§ Problems to work on:
A – Answer these questions about the article on Bush's first months in office, one answer per line:
(i) Which airline's mechanics' strike did Bush intervene to stop?
(ii) How many injuries a year did the Occupational Safety and Health Administration estimate the new ergonomic standards would have prevented?
(iii) What do labor leaders fear would follow if states could set different minimum wages?
B – From the article on Bush's first months in office, extract the passage starting with "In his first" and going on through "of Al Gore.".

§ Text for analysis:
------------------------------

Mr. Bush goes to Washington: a presidential track record
Despite losing the popular vote and gaining the White House only after the intervention of a 5-4 Supreme Court decision, President George W. Bush has aggressively pursued generally conservative positions he staked out during his campaign and has not shied away from controversial decisions during his first months in office. Much of the legislation signed or endorsed and executive orders issued during the infancy of this new presidency has not exactly endeared Bush to America's labor and environmental community, nor to budget hawks of any political persuasion.
Below is a brief rundown of some of the president's major positions and actions so far:
Bush becomes labor's pain?
In his first few months in office, Bush signed legislation to repeal union- backed workplace safety rules, intervened to stop a mechanics' strike at Northwest Airlines, issued an executive order ending a preference for unionized companies in many federally financed building projects, and issued another order intended to make it harder for unions to use their members' dues for political activities. Some AFL-CIO leaders view these decisions as payback for big labor's support of Al Gore.
The repeal of the "ergonomics" rules had been at the top of the agenda for many Washington business lobbies. The rules, ten years in the making, were created during the Clinton administration and were aimed at eliminating injury from repetitive motion stress. Business leaders suggested the new regulations would have cost as much as $4.5 billion to implement. The Occupational Safety and Health Administration estimated that the new ergonomic standards would have prevented 460,000 injuries annually and saved businesses as much as $9.1 billion a year in worker compensation costs.
After signing the bill repealing the ergonomic standards, Bush issued a statement: "The safety and health of our nation's workforce is a priority for my administration . . . Together, we will pursue a comprehensive approach to ergonomics that addresses the concerns surrounding the ergonomics rule repealed today." Those more business-friendly, perhaps voluntary ergonomic standards are likely to take months, even years, to establish.
The president has said he supports an increase in the minimum wage but has not indicated how large an increase he supports. More troubling to labor leaders, however, is his call for states to have the authority to establish different "minimum" wages in order to attract business and jobs. They fear a race to the bottom of the wage scale within the U.S. similar to the ongoing globalization-driven depression of wages.

------------------------------

§ Data block:
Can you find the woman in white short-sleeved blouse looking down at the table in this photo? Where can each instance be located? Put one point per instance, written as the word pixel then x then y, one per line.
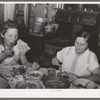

------------------------------

§ Response list:
A –
(i) Northwest Airlines
(ii) 460,000
(iii) A race to the bottom of the wage scale within the U.S.

B –
In his first few months in office, Bush signed legislation to repeal union- backed workplace safety rules, intervened to stop a mechanics' strike at Northwest Airlines, issued an executive order ending a preference for unionized companies in many federally financed building projects, and issued another order intended to make it harder for unions to use their members' dues for political activities. Some AFL-CIO leaders view these decisions as payback for big labor's support of Al Gore.